Passage provided
::::::

Saturday February 25 2012
somalia

Somalia nationals in a Mombasa court on February 20 charged with being in possession of assault weapons, attacking the MV Tahiri and for using violence against the crew members on December 1 and 2, 2011. Picture: AFP

When it comes to businesses, fortunes are always at the mercy of chance. This is the reality Raju Malde, a director at Pwani Oil, one of Kenya’s biggest oil and fats manufacturers, is grappling with.

The profitability of his company is facing one of its worst threats with a surge in freight costs as shippers factor in charges arising from piracy on the Indian Ocean. While Somali piracy has been around for some time now, the real cost of the menace is emerging with a new report that breaks down the total price of piracy to businesses — estimating it at Ksh50 million monthly for shippers. The world, business executives said, has been so preoccupied with how piracy got to its current levels that it has not noticed how much economic pandemonium the crime is causing countries.

“Freight costs have definitely gone up,” says Mr Malde. “The shipping lines are now charging a fee they are calling piracy risk surcharge, which is $10 on freight, and another $3 on insurance.” (READ: Freight forwarders turn to air cargo as shipping costs bite)

::::::

Continue the article on piracy costs for Kenyan businesses, starting after its last sentence. The data below comes from a different source.

Source data

::::::

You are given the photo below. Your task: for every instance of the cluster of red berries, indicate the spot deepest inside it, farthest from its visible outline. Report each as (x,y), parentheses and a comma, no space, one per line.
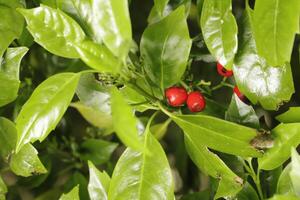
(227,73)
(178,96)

::::::

Task result
Mr Malde said that the bulk of their imports consist of palm oil from Indonesia, which they import by the tonne. “The piracy has had the impact of reducing our margins, and we are also passing the extra costs to the consumers.”

A new report by the One Earth Future Foundation, shows shipping companies are paying roughly $5,000 a day for a four-man armed team, on duty for four to 20 days to protect their vessels in the vital waters off the East African coast and through the Gulf of Aden.

The stretch — where more than a third of the world’s traded goods cross — is the most vulnerable to Somali pirates, meaning increased level of piracy pose a grave threat to international business.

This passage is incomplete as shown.